● **PAGE**:

━━━

Nuclear waste management has, however, been a recognised problem for decades.

In 1976 a review by the Royal Commission on Environmental Pollution, now known as the Flowers Report, concluded that the UK was accumulating nuclear waste so fast that it should stop building reactors till it had a solution.

It said: “There should be no commitment to a large programme of nuclear fission until a method exists to ensure the safe containment of long-lived highly radioactive waste for the indefinite future.”

Politicians ignored the recommendation, commissioning the Sizewell B power station in Suffolk soon after, but in 1982 they did set up Nirex, tasked to find a geological depository.

It spent 25 futile years without making any progress and in 2007 was merged into the Nuclear Decommissioning Authority (NDA) where the job passed to the NDA’s subsidiary, Nuclear Waste Services. It still remains at least 15 years away from starting work on a GDF.

━━━

● **DATA**:
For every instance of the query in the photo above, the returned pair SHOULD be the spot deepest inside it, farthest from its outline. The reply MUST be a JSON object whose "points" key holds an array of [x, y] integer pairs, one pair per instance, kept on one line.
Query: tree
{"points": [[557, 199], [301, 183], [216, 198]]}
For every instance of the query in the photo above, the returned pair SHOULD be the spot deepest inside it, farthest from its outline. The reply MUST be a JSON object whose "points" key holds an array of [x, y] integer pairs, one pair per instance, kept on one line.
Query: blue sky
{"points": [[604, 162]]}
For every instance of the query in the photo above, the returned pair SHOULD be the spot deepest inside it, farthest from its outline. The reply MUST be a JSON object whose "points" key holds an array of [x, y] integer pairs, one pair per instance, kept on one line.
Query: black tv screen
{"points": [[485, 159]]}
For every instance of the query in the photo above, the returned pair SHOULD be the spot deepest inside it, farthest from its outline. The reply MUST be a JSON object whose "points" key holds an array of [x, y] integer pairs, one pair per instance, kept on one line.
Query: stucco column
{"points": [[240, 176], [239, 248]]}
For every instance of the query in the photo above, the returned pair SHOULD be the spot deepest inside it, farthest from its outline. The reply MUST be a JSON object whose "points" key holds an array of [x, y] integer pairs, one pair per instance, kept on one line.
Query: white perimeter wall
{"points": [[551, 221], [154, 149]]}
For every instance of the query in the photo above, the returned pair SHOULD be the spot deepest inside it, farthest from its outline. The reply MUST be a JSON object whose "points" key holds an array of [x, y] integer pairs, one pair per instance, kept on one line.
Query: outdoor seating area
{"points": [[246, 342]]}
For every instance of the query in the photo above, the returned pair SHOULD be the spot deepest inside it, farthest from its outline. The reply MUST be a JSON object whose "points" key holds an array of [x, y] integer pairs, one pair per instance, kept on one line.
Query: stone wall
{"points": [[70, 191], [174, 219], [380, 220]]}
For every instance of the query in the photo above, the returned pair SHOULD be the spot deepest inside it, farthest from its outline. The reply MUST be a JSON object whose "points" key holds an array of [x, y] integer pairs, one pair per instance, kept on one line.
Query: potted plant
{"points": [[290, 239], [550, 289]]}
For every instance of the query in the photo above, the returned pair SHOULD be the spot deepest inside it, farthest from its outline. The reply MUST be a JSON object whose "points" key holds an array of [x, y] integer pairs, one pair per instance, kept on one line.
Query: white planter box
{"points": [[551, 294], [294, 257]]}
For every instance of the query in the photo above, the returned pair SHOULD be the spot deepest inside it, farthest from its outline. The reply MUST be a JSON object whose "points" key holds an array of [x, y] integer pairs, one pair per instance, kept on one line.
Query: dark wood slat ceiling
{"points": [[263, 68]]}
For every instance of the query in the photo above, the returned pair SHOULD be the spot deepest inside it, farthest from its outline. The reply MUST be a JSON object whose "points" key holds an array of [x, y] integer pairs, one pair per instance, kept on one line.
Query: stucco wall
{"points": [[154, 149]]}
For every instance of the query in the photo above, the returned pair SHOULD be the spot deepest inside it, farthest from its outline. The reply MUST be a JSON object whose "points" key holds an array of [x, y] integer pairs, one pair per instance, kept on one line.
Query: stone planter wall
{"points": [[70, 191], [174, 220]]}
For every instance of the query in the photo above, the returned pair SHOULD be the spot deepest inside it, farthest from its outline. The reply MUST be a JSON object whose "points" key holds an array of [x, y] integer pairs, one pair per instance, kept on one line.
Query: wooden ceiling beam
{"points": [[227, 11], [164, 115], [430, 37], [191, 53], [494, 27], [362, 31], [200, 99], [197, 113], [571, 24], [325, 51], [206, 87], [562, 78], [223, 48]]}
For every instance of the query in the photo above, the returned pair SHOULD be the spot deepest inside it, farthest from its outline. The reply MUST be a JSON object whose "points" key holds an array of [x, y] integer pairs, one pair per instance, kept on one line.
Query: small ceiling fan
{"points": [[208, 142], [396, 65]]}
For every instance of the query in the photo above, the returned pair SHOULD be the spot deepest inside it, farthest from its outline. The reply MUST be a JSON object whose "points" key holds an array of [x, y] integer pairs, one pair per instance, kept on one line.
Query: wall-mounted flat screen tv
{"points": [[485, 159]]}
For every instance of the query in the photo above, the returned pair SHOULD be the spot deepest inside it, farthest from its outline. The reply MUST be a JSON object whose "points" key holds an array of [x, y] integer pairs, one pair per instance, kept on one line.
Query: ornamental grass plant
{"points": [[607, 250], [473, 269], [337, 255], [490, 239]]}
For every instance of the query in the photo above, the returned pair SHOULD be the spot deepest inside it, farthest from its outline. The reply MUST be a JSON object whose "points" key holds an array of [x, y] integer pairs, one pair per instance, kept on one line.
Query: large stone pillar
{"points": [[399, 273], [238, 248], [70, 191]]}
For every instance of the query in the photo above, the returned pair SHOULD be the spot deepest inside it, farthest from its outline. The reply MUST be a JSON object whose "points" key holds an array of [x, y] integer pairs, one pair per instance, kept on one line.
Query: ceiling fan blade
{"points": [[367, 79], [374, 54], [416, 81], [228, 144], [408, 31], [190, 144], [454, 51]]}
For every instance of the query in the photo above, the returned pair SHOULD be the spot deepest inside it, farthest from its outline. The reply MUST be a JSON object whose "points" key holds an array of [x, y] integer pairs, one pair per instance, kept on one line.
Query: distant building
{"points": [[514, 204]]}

━━━

Set down the nuclear waste passage word for word from "In 1976 a review" up to and including "work on a GDF.". The records were taken from a separate source.

In 1976 a review by the Royal Commission on Environmental Pollution, now known as the Flowers Report, concluded that the UK was accumulating nuclear waste so fast that it should stop building reactors till it had a solution.

It said: “There should be no commitment to a large programme of nuclear fission until a method exists to ensure the safe containment of long-lived highly radioactive waste for the indefinite future.”

Politicians ignored the recommendation, commissioning the Sizewell B power station in Suffolk soon after, but in 1982 they did set up Nirex, tasked to find a geological depository.

It spent 25 futile years without making any progress and in 2007 was merged into the Nuclear Decommissioning Authority (NDA) where the job passed to the NDA’s subsidiary, Nuclear Waste Services. It still remains at least 15 years away from starting work on a GDF.